◆ WHAT THE EXERCISE ASKS
Starting at the line that contains "Each instance receives one point. Mark the light" and ending at the last line of the listing, output every non-blank line as a Markdown table with two columns, Row and Line.

◆ EXERCISE MATERIAL
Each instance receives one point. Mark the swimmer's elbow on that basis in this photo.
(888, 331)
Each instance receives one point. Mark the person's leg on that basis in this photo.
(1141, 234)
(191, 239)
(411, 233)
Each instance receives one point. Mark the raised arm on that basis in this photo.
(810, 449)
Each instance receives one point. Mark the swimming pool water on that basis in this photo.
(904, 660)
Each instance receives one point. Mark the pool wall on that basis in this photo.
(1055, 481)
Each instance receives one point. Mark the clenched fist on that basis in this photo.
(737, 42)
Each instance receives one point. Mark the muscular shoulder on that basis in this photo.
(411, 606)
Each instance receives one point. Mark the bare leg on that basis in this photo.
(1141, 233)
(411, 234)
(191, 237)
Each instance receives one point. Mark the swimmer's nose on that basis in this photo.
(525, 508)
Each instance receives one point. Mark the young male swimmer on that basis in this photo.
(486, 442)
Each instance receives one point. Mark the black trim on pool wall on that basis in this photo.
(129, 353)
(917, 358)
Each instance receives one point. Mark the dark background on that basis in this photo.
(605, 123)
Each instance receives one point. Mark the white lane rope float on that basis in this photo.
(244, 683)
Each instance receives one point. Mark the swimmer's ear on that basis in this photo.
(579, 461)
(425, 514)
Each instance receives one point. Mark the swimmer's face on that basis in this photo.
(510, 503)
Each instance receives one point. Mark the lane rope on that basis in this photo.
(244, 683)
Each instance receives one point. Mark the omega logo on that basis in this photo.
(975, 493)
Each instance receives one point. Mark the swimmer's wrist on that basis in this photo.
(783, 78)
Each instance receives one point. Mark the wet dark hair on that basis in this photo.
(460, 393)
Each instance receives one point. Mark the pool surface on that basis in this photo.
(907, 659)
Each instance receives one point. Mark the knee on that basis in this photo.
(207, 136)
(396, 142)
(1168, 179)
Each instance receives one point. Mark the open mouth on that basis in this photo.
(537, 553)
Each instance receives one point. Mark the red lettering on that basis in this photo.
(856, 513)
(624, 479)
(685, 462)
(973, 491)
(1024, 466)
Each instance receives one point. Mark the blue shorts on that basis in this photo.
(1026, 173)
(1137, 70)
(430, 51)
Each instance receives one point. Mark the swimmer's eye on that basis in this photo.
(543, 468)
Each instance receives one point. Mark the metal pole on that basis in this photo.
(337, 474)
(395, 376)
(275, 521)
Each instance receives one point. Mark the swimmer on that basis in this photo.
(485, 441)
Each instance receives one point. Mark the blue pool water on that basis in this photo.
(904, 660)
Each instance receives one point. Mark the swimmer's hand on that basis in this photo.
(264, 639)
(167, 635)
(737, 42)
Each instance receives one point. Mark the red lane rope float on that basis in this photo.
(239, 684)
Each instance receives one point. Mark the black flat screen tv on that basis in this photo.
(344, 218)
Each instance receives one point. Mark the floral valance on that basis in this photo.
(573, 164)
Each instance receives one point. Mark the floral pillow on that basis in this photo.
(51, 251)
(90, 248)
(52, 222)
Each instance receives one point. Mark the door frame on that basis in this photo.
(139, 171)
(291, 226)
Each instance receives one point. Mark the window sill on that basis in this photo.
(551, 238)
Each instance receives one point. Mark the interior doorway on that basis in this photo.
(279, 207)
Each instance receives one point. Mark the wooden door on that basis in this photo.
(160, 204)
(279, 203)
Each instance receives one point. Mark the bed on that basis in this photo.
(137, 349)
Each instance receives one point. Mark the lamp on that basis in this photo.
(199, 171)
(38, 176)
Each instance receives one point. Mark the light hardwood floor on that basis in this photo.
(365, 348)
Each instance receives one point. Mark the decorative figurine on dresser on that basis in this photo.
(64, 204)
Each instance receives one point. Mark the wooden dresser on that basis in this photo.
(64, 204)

◆ THE RESULT
| Row | Line |
|---|---|
| 1 | Each instance receives one point. Mark the light hardwood floor on that basis in this photo. |
| 2 | (365, 348) |
| 3 | Each instance receives one point. Mark the decorative figurine on dresser on that basis in this photo. |
| 4 | (64, 204) |
| 5 | Each instance receives one point. Mark the wooden dresser on that basis in this photo. |
| 6 | (64, 204) |